DOCUMENT TEXT:
########

The only difference between an appeal on the record and an appeal resulting automatically in a new trial is that a convicted defendant . . . may obtain a "Reversal" and a new trial without assignment of error in the proceedings at his first trial. Nothing in the Double Jeopardy Clause prohibits a state from affording a defendant two opportunities to avoid conviction and secure an acquittal. Id. at 632; 96 S. Ct. at 2788-89.


In Colton, the Supreme Court rejected a claim that the possibility of a harsher penalty following a trial de novo violated double jeopardy, reasoning that the defendant had the option "to seek a new trial with the slate wiped clear, or to accept the penalty imposed by the inferior court." Colton, 407 U.S. at 119; 92 S. Ct. at 1961. In Lydon, the Supreme Court adopted the characterization of the second-tier proceeding as "part of a single, continuous course of judicial proceedings during which . . . a defendant receives more - rather than less - of the process normally extended to criminal defendants." Lydon, 466 U.S. at 310; 104 S. Ct. at 1814. Therefore, the second-tier trial did not violate double jeopardy guarantees by providing a defendant with "two opportunities to avoid conviction and secure an acquittal." Id. at 312; 104 S. Ct. at 1815.

########

ENTRIES:
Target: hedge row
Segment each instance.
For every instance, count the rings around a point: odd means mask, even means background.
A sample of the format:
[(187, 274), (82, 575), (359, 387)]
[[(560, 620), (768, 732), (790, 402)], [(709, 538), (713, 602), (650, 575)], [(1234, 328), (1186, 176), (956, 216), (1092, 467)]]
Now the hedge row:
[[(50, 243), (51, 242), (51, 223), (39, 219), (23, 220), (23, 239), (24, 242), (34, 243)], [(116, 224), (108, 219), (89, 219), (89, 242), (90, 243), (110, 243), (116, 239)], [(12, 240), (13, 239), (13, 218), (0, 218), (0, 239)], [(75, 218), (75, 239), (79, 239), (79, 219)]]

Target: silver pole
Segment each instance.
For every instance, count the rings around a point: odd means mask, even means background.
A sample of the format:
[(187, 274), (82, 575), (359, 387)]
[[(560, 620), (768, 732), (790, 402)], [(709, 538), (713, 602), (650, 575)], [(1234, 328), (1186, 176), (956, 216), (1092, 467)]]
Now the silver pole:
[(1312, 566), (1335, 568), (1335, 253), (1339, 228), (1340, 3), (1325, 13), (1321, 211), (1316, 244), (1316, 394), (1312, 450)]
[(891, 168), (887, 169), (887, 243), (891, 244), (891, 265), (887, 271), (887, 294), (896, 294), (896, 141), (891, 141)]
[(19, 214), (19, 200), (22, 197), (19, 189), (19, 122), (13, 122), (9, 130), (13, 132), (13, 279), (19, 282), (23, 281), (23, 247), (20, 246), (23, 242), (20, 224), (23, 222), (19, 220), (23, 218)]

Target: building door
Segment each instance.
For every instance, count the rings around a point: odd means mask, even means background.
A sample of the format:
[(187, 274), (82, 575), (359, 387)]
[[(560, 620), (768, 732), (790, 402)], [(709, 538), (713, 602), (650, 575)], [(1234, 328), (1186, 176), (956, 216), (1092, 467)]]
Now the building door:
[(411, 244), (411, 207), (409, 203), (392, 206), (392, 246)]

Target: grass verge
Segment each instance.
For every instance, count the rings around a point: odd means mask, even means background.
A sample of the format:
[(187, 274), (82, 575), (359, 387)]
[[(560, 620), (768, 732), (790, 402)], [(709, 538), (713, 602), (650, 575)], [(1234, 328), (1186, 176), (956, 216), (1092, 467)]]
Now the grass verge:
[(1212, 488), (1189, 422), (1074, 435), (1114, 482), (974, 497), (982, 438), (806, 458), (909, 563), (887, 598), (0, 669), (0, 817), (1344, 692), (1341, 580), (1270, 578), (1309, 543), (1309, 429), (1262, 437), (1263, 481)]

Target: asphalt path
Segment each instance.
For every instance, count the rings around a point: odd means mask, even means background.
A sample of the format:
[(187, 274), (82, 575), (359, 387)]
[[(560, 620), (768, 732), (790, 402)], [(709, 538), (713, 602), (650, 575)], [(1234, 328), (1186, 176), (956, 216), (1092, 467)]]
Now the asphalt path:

########

REQUIRED TASK:
Answer these questions from the double jeopardy passage:
1. What may a convicted defendant obtain without assignment of error in the proceedings at the first trial?
2. What claim did the Supreme Court reject in Colton?
3. How did the Supreme Court characterize the second-tier proceeding in Lydon?

WRITTEN ANSWER:
1. A "Reversal" and a new trial.
2. The claim that the possibility of a harsher penalty following a trial de novo violated double jeopardy.
3. As "part of a single, continuous course of judicial proceedings during which . . . a defendant receives more - rather than less - of the process normally extended to criminal defendants."